Can you copy out the whole passage on metabolic syndrome word for word?

## Extract

━━━━━━━━━━━━━━━━

For many years, institutional medicine didn’t recognize metabolic syndrome as a disease entity, nor discuss how it affected our heart. Thankfully, that’s changed. It is now recognized by the World Health Organization (WHO) and the American Society of Endocrinology as a global epidemic and major health hazard; meaning, we can start receiving funding and research to help reverse the trajectory of this disease.
Metabolic syndrome is defined as a breakdown in metabolism, the process by which our bodies convert food, or fuel, into energy. Marked by insulin resistance, elevated fasting blood sugar, dyslipidemia, hypertension, low LDL (good cholesterol), use of cholesterol medication, and abdominal obesity (belly fat measuring 40 inches or more for men and 35 inches or more for women), the syndrome is a major risk factor for cardiovascular health and heart disease.

━━━━━━━━━━━━━━━━

(Items from a dataset)
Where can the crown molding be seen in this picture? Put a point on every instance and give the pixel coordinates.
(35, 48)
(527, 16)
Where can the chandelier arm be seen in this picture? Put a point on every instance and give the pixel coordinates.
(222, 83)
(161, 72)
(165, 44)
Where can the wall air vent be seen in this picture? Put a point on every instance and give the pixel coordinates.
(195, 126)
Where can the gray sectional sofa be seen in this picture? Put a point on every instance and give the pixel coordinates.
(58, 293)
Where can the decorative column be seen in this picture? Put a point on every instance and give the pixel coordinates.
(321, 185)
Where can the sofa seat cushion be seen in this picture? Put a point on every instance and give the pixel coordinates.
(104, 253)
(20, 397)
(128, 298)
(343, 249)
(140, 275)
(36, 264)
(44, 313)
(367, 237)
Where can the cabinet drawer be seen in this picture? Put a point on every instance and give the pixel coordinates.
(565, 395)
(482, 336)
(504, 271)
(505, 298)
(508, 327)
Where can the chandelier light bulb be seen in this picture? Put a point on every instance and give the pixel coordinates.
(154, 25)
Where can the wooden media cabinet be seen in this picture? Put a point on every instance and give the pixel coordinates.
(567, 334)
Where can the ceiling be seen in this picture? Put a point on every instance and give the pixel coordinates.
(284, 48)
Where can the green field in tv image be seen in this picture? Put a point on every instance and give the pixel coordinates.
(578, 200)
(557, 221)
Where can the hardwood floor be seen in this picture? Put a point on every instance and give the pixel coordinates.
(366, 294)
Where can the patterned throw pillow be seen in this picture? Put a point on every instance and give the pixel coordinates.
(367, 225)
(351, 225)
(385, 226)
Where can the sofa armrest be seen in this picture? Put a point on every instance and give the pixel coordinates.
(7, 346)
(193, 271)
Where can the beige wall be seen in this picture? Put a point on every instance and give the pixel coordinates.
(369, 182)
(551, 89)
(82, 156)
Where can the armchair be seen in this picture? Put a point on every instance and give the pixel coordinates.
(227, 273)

━━━━━━━━━━━━━━━━

## Task response
For many years, institutional medicine didn’t recognize metabolic syndrome as a disease entity, nor discuss how it affected our heart. Thankfully, that’s changed. It is now recognized by the World Health Organization (WHO) and the American Society of Endocrinology as a global epidemic and major health hazard; meaning, we can start receiving funding and research to help reverse the trajectory of this disease.
Metabolic syndrome is defined as a breakdown in metabolism, the process by which our bodies convert food, or fuel, into energy. Marked by insulin resistance, elevated fasting blood sugar, dyslipidemia, hypertension, low LDL (good cholesterol), use of cholesterol medication, and abdominal obesity (belly fat measuring 40 inches or more for men and 35 inches or more for women), the syndrome is a major risk factor for cardiovascular health and heart disease.